(Dataset excerpts)

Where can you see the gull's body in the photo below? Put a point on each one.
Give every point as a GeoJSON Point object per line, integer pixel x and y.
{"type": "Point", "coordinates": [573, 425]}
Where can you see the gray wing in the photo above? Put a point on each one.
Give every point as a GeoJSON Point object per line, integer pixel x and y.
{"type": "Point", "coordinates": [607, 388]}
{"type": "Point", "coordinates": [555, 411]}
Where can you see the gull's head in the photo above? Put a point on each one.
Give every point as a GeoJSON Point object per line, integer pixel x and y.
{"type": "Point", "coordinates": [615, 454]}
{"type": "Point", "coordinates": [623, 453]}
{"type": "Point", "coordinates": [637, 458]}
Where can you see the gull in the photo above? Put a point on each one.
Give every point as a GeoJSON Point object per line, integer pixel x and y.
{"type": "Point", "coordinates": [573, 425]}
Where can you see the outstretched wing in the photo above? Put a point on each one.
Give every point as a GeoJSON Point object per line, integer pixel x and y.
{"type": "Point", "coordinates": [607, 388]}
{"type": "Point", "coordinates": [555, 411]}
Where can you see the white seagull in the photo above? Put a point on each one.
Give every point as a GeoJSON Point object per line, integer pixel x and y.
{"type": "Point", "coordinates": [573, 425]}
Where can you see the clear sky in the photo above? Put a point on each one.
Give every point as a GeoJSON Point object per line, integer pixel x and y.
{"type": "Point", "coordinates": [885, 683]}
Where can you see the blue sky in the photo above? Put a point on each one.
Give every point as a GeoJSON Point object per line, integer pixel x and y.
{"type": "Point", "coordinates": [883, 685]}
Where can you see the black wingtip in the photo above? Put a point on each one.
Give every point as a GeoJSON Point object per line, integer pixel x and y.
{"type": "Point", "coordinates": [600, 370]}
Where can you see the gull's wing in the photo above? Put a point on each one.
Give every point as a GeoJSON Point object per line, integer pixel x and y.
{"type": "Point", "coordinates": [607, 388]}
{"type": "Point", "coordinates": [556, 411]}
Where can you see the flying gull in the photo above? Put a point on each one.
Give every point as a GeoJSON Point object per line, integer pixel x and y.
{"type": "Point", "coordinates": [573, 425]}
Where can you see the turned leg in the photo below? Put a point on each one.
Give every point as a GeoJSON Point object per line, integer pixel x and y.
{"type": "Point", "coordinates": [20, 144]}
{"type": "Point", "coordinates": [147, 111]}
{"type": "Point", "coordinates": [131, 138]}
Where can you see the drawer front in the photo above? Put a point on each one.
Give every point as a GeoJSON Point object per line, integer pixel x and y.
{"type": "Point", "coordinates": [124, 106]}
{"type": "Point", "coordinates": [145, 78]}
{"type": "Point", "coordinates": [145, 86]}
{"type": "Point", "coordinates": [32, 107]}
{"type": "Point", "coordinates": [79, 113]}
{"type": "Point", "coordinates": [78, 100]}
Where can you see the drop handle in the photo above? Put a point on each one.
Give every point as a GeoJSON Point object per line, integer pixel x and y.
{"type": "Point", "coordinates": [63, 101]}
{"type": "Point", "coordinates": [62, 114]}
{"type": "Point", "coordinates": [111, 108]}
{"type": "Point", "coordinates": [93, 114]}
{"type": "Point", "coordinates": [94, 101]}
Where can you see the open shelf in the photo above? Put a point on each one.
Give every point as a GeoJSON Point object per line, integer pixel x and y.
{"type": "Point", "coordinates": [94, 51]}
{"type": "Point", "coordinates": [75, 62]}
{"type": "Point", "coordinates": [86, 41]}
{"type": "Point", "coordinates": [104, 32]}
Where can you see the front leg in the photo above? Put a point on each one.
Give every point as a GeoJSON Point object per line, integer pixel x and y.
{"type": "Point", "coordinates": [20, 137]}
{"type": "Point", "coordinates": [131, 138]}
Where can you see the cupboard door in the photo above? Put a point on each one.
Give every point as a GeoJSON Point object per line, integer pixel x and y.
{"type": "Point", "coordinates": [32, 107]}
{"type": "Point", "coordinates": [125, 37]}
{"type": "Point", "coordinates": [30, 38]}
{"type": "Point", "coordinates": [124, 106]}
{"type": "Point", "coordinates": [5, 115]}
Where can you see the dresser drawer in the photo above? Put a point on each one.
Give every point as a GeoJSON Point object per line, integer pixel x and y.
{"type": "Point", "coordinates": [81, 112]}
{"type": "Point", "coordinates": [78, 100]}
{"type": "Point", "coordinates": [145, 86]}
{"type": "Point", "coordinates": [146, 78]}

(End Dataset excerpts)

__Exercise__. Using the exact wording, transcribe all the records above.

__Final answer__.
Where can you see the gull's body in the photo below? Put a point on each one.
Give every point as a GeoJSON Point object per line, integer pixel x and y.
{"type": "Point", "coordinates": [573, 425]}
Where can you see the gray wing in the photo above? Put a point on each one.
Give every point as a GeoJSON Point object per line, integer pixel x and y.
{"type": "Point", "coordinates": [607, 388]}
{"type": "Point", "coordinates": [555, 411]}
Where can you see the gull's head in the photo above? Put a point on each one.
Give every point as a GeoJSON Point object per line, integer pixel x and y.
{"type": "Point", "coordinates": [615, 454]}
{"type": "Point", "coordinates": [623, 453]}
{"type": "Point", "coordinates": [637, 458]}
Where can you see the gull in the photo above? Put a point on each one.
Give every point as a GeoJSON Point object per line, integer pixel x and y.
{"type": "Point", "coordinates": [573, 425]}
Where can you see the outstretched wing in the photo above? Put a point on each one.
Give every point as a GeoJSON Point object per line, integer pixel x and y.
{"type": "Point", "coordinates": [607, 388]}
{"type": "Point", "coordinates": [555, 411]}
Where can you see the white seagull in the photo above? Put a point on each one.
Give every point as a GeoJSON Point object per line, integer pixel x and y.
{"type": "Point", "coordinates": [573, 425]}
Where can you see the clear sky in the photo above? Put a point on each one.
Give every point as a GeoJSON Point object per line, integer pixel x and y.
{"type": "Point", "coordinates": [885, 683]}
Where can you see the blue sky in the photo above? Put a point on each one.
Give every point as a GeoJSON Point object per line, integer pixel x and y.
{"type": "Point", "coordinates": [883, 685]}
Where can you see the black wingtip in the photo above? Put a point on each one.
Give every point as a GeoJSON Point object per line, integer pixel x and y.
{"type": "Point", "coordinates": [600, 370]}
Where can you see the gull's wing in the photo above? Put a point on each one.
Give every point as a GeoJSON Point object per line, integer pixel x and y.
{"type": "Point", "coordinates": [607, 388]}
{"type": "Point", "coordinates": [556, 411]}
Where can you see the flying gull in the photo above? Put a point on each one.
Give every point as a GeoJSON Point object per line, integer pixel x and y.
{"type": "Point", "coordinates": [573, 425]}
Where can you see the turned leg in the photo below? Put a point on each one.
Give every point as a GeoJSON Point object per line, integer pixel x and y.
{"type": "Point", "coordinates": [20, 144]}
{"type": "Point", "coordinates": [147, 111]}
{"type": "Point", "coordinates": [131, 138]}
Where can you see the drawer front in the photo above? Put a point on each one.
Give every point as a GeoJSON Point object per line, integer pixel x and y.
{"type": "Point", "coordinates": [124, 106]}
{"type": "Point", "coordinates": [145, 78]}
{"type": "Point", "coordinates": [145, 86]}
{"type": "Point", "coordinates": [32, 107]}
{"type": "Point", "coordinates": [79, 113]}
{"type": "Point", "coordinates": [78, 100]}
Where can you see the drop handle in the photo above? Put a point on each one.
Give every point as a GeoJSON Point object per line, integer pixel x and y.
{"type": "Point", "coordinates": [63, 101]}
{"type": "Point", "coordinates": [62, 114]}
{"type": "Point", "coordinates": [111, 108]}
{"type": "Point", "coordinates": [93, 114]}
{"type": "Point", "coordinates": [94, 101]}
Where can you see the open shelf in the photo above? Put a point on each one.
Give every point as a GeoJSON Point object per line, integer pixel x and y.
{"type": "Point", "coordinates": [94, 51]}
{"type": "Point", "coordinates": [75, 62]}
{"type": "Point", "coordinates": [86, 41]}
{"type": "Point", "coordinates": [104, 32]}
Where can you see the front leg in the photo above? Put a point on each one.
Give every point as a GeoJSON Point object per line, integer pixel x and y.
{"type": "Point", "coordinates": [20, 137]}
{"type": "Point", "coordinates": [131, 138]}
Where can you see the cupboard door in the photo above? Put a point on each one.
Give every point as a GeoJSON Point object per line, integer pixel x and y.
{"type": "Point", "coordinates": [32, 107]}
{"type": "Point", "coordinates": [125, 37]}
{"type": "Point", "coordinates": [30, 38]}
{"type": "Point", "coordinates": [124, 106]}
{"type": "Point", "coordinates": [5, 115]}
Where can you see the dresser drawer in the photo above? Put a point on each one.
Give every point as a GeoJSON Point object per line, integer pixel x and y.
{"type": "Point", "coordinates": [81, 112]}
{"type": "Point", "coordinates": [78, 100]}
{"type": "Point", "coordinates": [145, 86]}
{"type": "Point", "coordinates": [146, 78]}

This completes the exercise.